TEXTAUSZUG:

════════════════

Nach einer kleinen Weile kommt die Pizza und die Rechnung. Und ein kleiner Schock. Eine Mikroagression des Universums, wenn man so will. Ein Grappa kostet nämlich 6,90€. Reflexhaft drehe ich mich zur Bar, aber zu spät. Der joviale Gastwirt schenkt schon in bauchige Gläser, als gälte es ein Geschäftsessen unter Applewatchträgern.

Es ist dies ein winziger Moment von fieberhaftem Kontrollverlust. Wie die Zehntelsekunde, in der man  sein Handy verloren zu haben glaubt. In der man die Bierflasche umgestoßen hat. Denn irgendwie ist es ja so: Es gibt da diese Entropie der Vermögensverfügungen: Wenn man nicht aktiv dagegenhält, die Karte von rechts her liest, oder mit den Freund:innen ein kompliziertes Auseinanderklamüsern der Rechnung anstößt, dann gibt man eben Geld aus. Das Geld verausgabt sich gleichsam selbst. 

ENDE 

Aber vielleicht fange ich von vorne an

Ich bin Janus, erfreut. 32 Jahre und immernoch nicht erwachsen. Ich habe gerne Germanistik studiert, nachdem es mit der Schauspielschule nicht geklappt hat. Dann im Master Dramaturgie und noch ein erstes Juraexamen obendrauf, weil warum nicht?! Gönnung muss sein. Sprich ich lebe seit rund 12 Jahren von 1000€ -- die von meinen Eltern kommen --  und manchmal Minijobs. Meine Miete kostet im Schnitt 600, Versicherung 170, SPD-Mitgliedschaft 4,50, Alditalk 7,99... Ich könnte noch ewig so weitermachen. Aber irgendwann langweilt das Bedürftigkeitsballet. Jedenfalls hat es mir immer irgendwie gereicht. Gut gereicht sogar. Ich gehe gerne was trinken, manchmal auch ein bisschen über den Durst und habe niemals Hunger leiden müssen. Dafür kaufe ich mir niemals Klamotten, auch nicht Second Hand und habe so gut wie keine technischen Geräte oder fancy Möbel zu Hause. Tja. Und ich bin arbeitslos, mit allem, was dazugehört.

════════════════

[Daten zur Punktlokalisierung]
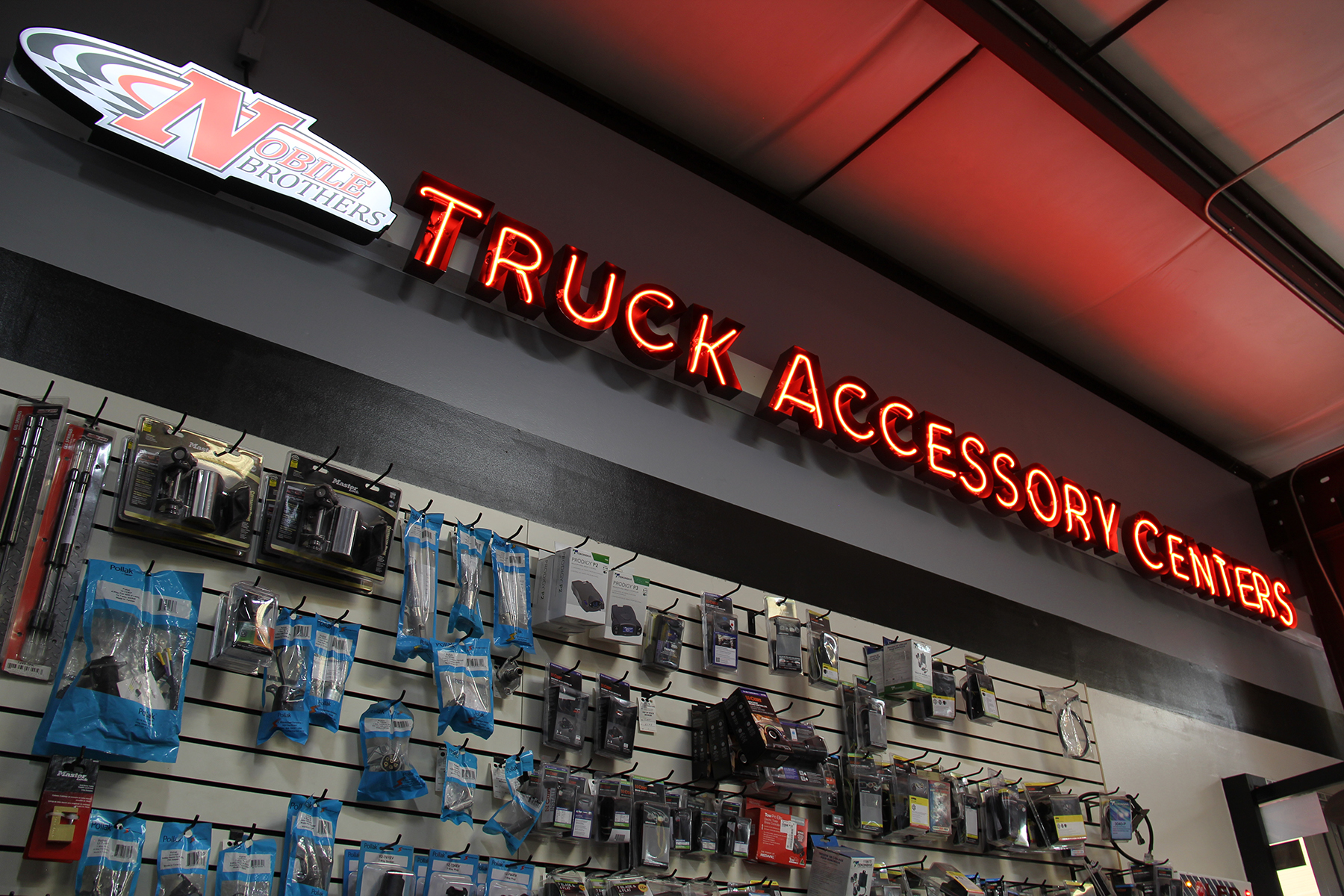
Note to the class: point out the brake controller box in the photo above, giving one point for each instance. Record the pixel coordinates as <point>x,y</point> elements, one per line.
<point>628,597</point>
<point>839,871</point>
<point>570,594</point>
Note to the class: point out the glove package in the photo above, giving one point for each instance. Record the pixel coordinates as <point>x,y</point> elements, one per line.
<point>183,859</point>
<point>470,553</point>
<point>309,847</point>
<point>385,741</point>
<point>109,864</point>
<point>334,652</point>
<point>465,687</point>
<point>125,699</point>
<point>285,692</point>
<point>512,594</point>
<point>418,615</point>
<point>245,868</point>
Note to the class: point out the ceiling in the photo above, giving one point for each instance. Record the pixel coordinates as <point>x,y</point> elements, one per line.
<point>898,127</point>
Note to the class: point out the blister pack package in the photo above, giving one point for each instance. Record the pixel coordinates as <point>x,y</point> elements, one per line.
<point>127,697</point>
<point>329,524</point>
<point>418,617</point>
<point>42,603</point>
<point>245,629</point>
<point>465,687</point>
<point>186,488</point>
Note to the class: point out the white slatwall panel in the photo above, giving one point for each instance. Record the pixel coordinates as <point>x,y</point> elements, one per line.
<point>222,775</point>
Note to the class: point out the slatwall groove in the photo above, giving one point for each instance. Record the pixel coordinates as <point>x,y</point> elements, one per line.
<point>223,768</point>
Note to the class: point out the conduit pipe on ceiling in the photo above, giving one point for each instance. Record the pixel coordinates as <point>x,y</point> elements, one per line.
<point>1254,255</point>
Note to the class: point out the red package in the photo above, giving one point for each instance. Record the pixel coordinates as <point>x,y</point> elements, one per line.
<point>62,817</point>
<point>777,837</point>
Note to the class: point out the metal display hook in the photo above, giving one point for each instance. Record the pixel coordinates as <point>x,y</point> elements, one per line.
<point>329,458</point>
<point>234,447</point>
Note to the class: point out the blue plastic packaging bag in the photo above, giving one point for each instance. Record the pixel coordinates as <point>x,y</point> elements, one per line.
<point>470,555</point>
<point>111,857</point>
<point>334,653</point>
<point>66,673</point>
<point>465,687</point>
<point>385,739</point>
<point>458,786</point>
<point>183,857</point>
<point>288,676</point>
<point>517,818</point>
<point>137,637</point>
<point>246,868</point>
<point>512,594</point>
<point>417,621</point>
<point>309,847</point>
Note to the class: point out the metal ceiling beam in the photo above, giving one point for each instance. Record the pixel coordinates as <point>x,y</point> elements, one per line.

════════════════

AUFGABENSTELLUNG:
(A) Übertragen Sie den Satz „Das Geld verausgabt sich gleichsam selbst." aus dem Textauszug über die Restaurantrechnung ins Englische.
(B) Ändern Sie im Textauszug über die Restaurantrechnung den Abschnitt von „Nach einer kleinen" bis „sich gleichsam selbst.", indem Sie „Grappa" durch „Espresso" ersetzen.

LÖSUNGEN:
(A) Money spends itself, as it were.

(B)
Nach einer kleinen Weile kommt die Pizza und die Rechnung. Und ein kleiner Schock. Eine Mikroagression des Universums, wenn man so will. Ein Espresso kostet nämlich 6,90€. Reflexhaft drehe ich mich zur Bar, aber zu spät. Der joviale Gastwirt schenkt schon in bauchige Gläser, als gälte es ein Geschäftsessen unter Applewatchträgern.

Es ist dies ein winziger Moment von fieberhaftem Kontrollverlust. Wie die Zehntelsekunde, in der man  sein Handy verloren zu haben glaubt. In der man die Bierflasche umgestoßen hat. Denn irgendwie ist es ja so: Es gibt da diese Entropie der Vermögensverfügungen: Wenn man nicht aktiv dagegenhält, die Karte von rechts her liest, oder mit den Freund:innen ein kompliziertes Auseinanderklamüsern der Rechnung anstößt, dann gibt man eben Geld aus. Das Geld verausgabt sich gleichsam selbst.